READING PASSAGE
:::

Tuesday, April 23, 2019

J G Ballard at Club Med

J G Ballard at Club Med

[I wrote about the novelist J G Ballard in April 2016. He was a writer preoccupied with what he saw as the frailties of the structures holding modern civilisations together, and the chaos and savagery that have the potential to emerge if those structures bend or collapse. He also detected in human nature a disturbing tendency to be drawn towards such anarchy. His fictions explore these themes in imagined closed, or closely-linked, communities that “go wrong” in horrible ways. Much though I enjoyed my stay in a Club Med resort, it immediately struck me as fertile ground for the Ballardian imagination…]


Monsieur Ballard, you remember that tonight’s dress code is “masked”? For this night, we regret that no children are allowed. Our monitors will ensure both their absence and their safety. We call it ‘Le Soir des Libertines’. We have an understanding with the local police. Our fully trained medical staff are on hand in case of incidents..
There is only one rule tonight. It is that there are no rules – absolutely none.

Club Med provides classic Ballard material- the closed, or fairly closed community, with characteristics that can, in imagination at least, be turned into the ingredients of a macabre dystopia.

Let me be clear. Club Med has a wonderful formula for all immersive, all-inclusive holidays, family and otherwise. But the formula relies on certain benign artificialities, susceptible to Ballardian tweaks.

First up: once you pass a Club Med resort’s “event horizon” (ie you arrive), there’s none of the usual reasons (ie bars and restaurants) to go anywhere else. (Of course, you will probably be doing some sort of outside activity, which may or may not be by Club Med’s direct provision.) Every meal is catered for, every drink, alcoholic or otherwise, is yours to command. Every child can be whisked off, out of sight and mind, from early to late afternoon. When the children return, nobody minds if they turn the communal areas into a riotous playground.

So, a bit like being on a grounded cruise ship; or in a gated community; or in a vast High Rise…




Second up: the club Med ethos is based on entertainment, on Everyone Having some Fun, or at least seeming to have it. This is from the Club Med website:

At Club Med, kindness is a profession… and that profession is more than a job, it’s a lifestyle, it’s a form of life…The profession of Gentil Organisateur (ie the main staff) .. is unique …[It] brings them close to customers and produces moments of happiness..

:::

MATERIAL SHOWN

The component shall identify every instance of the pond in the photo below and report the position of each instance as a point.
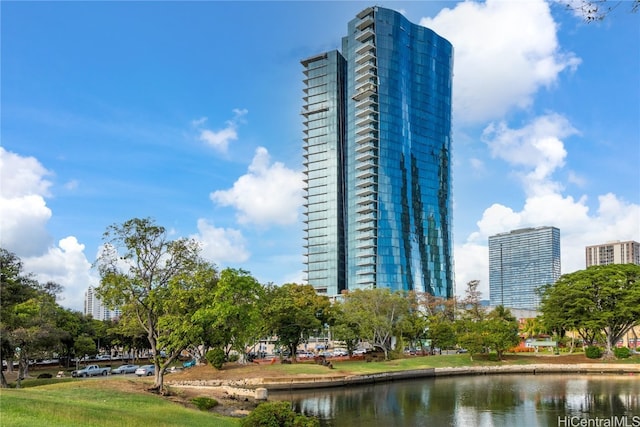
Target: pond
(485, 400)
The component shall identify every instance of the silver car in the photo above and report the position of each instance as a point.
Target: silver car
(146, 370)
(125, 369)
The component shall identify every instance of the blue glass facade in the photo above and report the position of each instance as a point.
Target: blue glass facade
(395, 169)
(520, 262)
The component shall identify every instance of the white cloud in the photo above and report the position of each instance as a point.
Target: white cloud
(505, 51)
(537, 151)
(220, 244)
(23, 211)
(268, 193)
(22, 176)
(221, 138)
(68, 266)
(24, 215)
(536, 148)
(615, 219)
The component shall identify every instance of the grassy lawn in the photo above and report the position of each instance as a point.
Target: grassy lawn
(97, 403)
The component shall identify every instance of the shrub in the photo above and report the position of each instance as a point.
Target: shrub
(621, 352)
(493, 357)
(216, 357)
(593, 352)
(204, 403)
(277, 414)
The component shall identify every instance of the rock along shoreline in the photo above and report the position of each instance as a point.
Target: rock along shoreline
(249, 386)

:::

Write out a part of the Club Med post word for word. Begin at the words that include "There is only", and stop after "a macabre dystopia.". The items are separate from the Club Med post and have nothing to do with it.

OUTPUT
There is only one rule tonight. It is that there are no rules – absolutely none.

Club Med provides classic Ballard material- the closed, or fairly closed community, with characteristics that can, in imagination at least, be turned into the ingredients of a macabre dystopia.